_Listed records_

++++++++++++++++++++

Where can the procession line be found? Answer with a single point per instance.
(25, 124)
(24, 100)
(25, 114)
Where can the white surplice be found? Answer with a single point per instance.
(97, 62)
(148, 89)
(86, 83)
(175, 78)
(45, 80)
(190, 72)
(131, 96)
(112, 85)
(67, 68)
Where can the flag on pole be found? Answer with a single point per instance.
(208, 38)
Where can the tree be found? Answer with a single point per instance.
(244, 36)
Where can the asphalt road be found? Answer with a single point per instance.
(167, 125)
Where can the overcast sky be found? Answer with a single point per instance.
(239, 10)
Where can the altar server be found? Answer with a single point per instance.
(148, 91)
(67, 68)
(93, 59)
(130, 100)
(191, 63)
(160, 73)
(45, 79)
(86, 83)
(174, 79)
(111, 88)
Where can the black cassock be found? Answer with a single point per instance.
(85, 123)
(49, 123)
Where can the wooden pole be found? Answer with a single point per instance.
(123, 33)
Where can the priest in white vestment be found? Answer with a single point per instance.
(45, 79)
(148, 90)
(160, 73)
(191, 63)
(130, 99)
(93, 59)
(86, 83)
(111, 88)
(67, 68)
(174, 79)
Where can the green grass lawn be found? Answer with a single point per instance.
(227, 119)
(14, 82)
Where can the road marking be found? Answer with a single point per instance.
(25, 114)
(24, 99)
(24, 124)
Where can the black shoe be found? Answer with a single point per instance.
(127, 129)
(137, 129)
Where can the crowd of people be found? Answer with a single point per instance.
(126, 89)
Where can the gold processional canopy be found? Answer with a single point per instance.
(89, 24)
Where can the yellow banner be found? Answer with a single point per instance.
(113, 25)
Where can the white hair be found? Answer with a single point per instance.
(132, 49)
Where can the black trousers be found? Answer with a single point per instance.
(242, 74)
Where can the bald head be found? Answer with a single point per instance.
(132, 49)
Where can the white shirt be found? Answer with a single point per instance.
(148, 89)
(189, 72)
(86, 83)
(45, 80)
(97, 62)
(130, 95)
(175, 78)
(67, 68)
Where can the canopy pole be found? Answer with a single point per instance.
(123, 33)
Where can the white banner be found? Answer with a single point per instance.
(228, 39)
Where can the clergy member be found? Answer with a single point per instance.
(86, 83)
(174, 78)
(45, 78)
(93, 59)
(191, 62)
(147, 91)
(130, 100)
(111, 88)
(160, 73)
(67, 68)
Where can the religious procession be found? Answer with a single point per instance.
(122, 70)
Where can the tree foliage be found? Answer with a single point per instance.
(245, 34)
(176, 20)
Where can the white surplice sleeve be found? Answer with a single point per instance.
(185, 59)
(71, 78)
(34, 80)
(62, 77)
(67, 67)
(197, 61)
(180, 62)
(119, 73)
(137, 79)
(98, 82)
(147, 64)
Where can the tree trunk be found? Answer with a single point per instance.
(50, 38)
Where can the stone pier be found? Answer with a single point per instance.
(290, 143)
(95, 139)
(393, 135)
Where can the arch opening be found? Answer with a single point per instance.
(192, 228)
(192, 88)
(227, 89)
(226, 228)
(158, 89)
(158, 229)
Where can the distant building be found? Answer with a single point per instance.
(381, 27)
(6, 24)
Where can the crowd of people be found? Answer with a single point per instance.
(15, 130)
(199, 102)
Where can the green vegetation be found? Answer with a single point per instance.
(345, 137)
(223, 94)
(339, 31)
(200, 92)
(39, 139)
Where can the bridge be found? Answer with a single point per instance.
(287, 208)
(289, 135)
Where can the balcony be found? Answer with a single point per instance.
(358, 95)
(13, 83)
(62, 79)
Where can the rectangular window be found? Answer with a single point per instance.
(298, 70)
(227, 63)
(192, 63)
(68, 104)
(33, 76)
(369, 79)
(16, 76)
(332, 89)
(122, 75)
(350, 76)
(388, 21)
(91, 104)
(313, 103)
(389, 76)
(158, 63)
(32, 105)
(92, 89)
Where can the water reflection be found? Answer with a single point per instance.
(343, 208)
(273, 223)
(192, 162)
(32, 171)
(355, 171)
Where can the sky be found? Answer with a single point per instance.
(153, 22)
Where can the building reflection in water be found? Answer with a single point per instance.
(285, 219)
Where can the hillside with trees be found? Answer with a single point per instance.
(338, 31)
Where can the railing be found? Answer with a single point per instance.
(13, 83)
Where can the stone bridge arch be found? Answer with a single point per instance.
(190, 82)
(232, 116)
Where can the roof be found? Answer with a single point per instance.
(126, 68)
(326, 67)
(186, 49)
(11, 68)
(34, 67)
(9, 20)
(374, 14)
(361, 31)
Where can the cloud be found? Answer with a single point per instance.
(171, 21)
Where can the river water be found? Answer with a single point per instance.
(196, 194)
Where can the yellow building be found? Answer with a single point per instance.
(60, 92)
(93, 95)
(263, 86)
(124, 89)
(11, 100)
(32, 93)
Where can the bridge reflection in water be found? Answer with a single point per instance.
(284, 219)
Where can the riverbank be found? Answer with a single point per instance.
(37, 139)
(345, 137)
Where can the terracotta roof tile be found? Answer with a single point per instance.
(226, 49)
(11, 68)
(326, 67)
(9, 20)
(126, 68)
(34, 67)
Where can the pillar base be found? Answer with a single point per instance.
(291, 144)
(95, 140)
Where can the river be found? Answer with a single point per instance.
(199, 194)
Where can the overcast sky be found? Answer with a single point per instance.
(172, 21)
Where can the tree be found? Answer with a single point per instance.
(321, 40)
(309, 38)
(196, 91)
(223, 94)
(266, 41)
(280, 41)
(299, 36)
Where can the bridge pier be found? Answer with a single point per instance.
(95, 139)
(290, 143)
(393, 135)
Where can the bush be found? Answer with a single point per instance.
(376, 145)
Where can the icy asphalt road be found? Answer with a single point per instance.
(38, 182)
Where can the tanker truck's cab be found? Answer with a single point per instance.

++++++++++++++++++++

_The task_
Reproduce the listing above word for word, from the first line through the last.

_Correct result_
Where can the procession line be found? Answer with a single point per instance.
(25, 124)
(24, 100)
(25, 114)
Where can the white surplice be found? Answer with a single point per instance.
(97, 62)
(148, 89)
(86, 83)
(175, 78)
(45, 80)
(190, 72)
(131, 96)
(112, 85)
(67, 68)
Where can the flag on pole be found? Answer with a single point per instance.
(208, 38)
Where can the tree be found? Answer with a single point per instance.
(244, 36)
Where can the asphalt road be found? Answer with a single point per instance.
(167, 125)
Where can the overcast sky be found? Answer with a single point per instance.
(239, 10)
Where can the altar server be found? Answer with a single point per instance.
(148, 91)
(67, 68)
(93, 59)
(130, 100)
(191, 63)
(160, 73)
(45, 79)
(86, 83)
(174, 79)
(111, 88)
Where can the black cassock be found? Answer with a single point per instance.
(85, 123)
(49, 123)
Where can the wooden pole be found? Answer with a single point per instance.
(123, 33)
Where can the priest in white vestment be found? Answer with a single point per instance.
(45, 79)
(148, 90)
(160, 73)
(191, 63)
(130, 99)
(93, 59)
(86, 83)
(111, 88)
(67, 68)
(174, 79)
Where can the green grass lawn be found? Answer with a single point per instance.
(227, 119)
(14, 82)
Where can the road marking be found? Answer with a single point per instance.
(25, 114)
(24, 99)
(24, 124)
Where can the black shoe be found? Answer with a single point per instance.
(127, 129)
(137, 129)
Where can the crowd of people be found? Answer with a single point per instance.
(126, 89)
Where can the gold processional canopy be found? Answer with a single point per instance.
(89, 24)
Where can the yellow banner be found? Answer with a single point per instance.
(113, 25)
Where can the white hair be found? Answer with a single point per instance.
(132, 49)
Where can the black trousers be found? Answer with a single point per instance.
(242, 74)
Where can the bald head be found? Answer with a single point per instance.
(132, 49)
Where can the white shirt be found? Answer with a single point per instance.
(148, 89)
(189, 72)
(86, 83)
(45, 80)
(97, 62)
(130, 95)
(175, 78)
(67, 68)
Where can the canopy pole be found? Answer with a single point per instance.
(123, 33)
Where can the white banner be found? Answer with a single point per instance.
(228, 39)
Where can the clergy member be found? Answer with a single point per instance.
(86, 83)
(174, 78)
(45, 78)
(93, 59)
(191, 62)
(147, 91)
(130, 100)
(111, 88)
(160, 73)
(67, 68)
Where can the religious procession be found? Answer with a single point per instance.
(122, 70)
Where can the tree foliage be found? Answer with a single point per instance.
(245, 34)
(176, 20)
Where can the white surplice sleeve be found? Answer with a single point per instance.
(185, 59)
(71, 78)
(34, 80)
(62, 77)
(67, 67)
(197, 61)
(180, 62)
(119, 73)
(137, 79)
(98, 82)
(147, 64)
Where can the tree trunk be found? Answer with a single point per instance.
(50, 38)
Where can the stone pier be found? Answer with a single point per instance.
(290, 143)
(95, 139)
(393, 135)
Where can the arch opening be found? Answer with a single point per instance.
(192, 228)
(192, 88)
(227, 89)
(226, 228)
(158, 89)
(158, 229)
Where can the distant building be found? Answer with a single point per instance.
(381, 27)
(6, 24)
Where can the crowd of people be found? Answer with a single point per instance.
(15, 130)
(199, 102)
Where can the green vegetation be found? Answer with a single point per instance.
(345, 137)
(223, 94)
(339, 31)
(200, 92)
(39, 139)
Where can the bridge be found? Answer with a single point per instance.
(287, 208)
(289, 135)
Where can the balcony be found? Answer with a single point per instance.
(358, 95)
(13, 83)
(62, 79)
Where can the rectangular window be found? Answer with a single point per instance.
(298, 70)
(227, 63)
(192, 63)
(68, 104)
(33, 76)
(369, 79)
(16, 76)
(332, 89)
(122, 75)
(350, 76)
(388, 21)
(91, 104)
(313, 103)
(389, 76)
(158, 63)
(32, 105)
(92, 89)
Where can the water reflection be found? Answer with a single point per instance.
(343, 208)
(273, 223)
(192, 162)
(32, 171)
(355, 171)
Where can the sky be found? Answer with a single point per instance.
(153, 22)
Where can the building reflection in water be found? Answer with a single point per instance.
(285, 219)
Where can the hillside with trees be found? Answer with a single point per instance.
(338, 31)
Where can the railing be found? Answer with a single point per instance.
(13, 83)
Where can the stone bridge arch be found? Answer with a single point per instance.
(190, 82)
(232, 116)
Where can the roof be found? Answer with a single point per instance.
(126, 68)
(326, 67)
(186, 49)
(11, 68)
(34, 67)
(9, 20)
(374, 14)
(361, 31)
Where can the cloud be found? Answer with a single point per instance.
(171, 21)
Where can the river water be found? Answer with a single point per instance.
(196, 194)
Where can the yellow building be found? Answer with a single point per instance.
(60, 92)
(93, 95)
(263, 86)
(124, 89)
(11, 100)
(32, 93)
Where can the bridge reflection in water be found? Answer with a single point per instance.
(284, 219)
Where can the riverbank be found? Answer with a single point per instance.
(37, 139)
(345, 137)
Where can the terracotta roof tile be found? Answer with a single point per instance.
(226, 49)
(11, 68)
(326, 67)
(9, 20)
(126, 68)
(34, 67)
Where can the pillar base be found? Answer with a single point per instance.
(291, 144)
(95, 140)
Where can the river be found? Answer with a single point per instance.
(199, 194)
Where can the overcast sky be found? Answer with a single point per instance.
(172, 21)
Where can the tree be found? Answer with a single point per instance.
(321, 40)
(309, 38)
(196, 91)
(223, 94)
(266, 41)
(280, 41)
(299, 36)
Where can the bridge pier be found? Answer with a single point per instance.
(95, 139)
(290, 143)
(393, 135)
Where can the bush be found? Answer with a single point per instance.
(376, 145)
Where can the icy asphalt road be found? Answer with a single point per instance.
(38, 182)
Where can the tanker truck's cab be found? Answer with a single point per instance.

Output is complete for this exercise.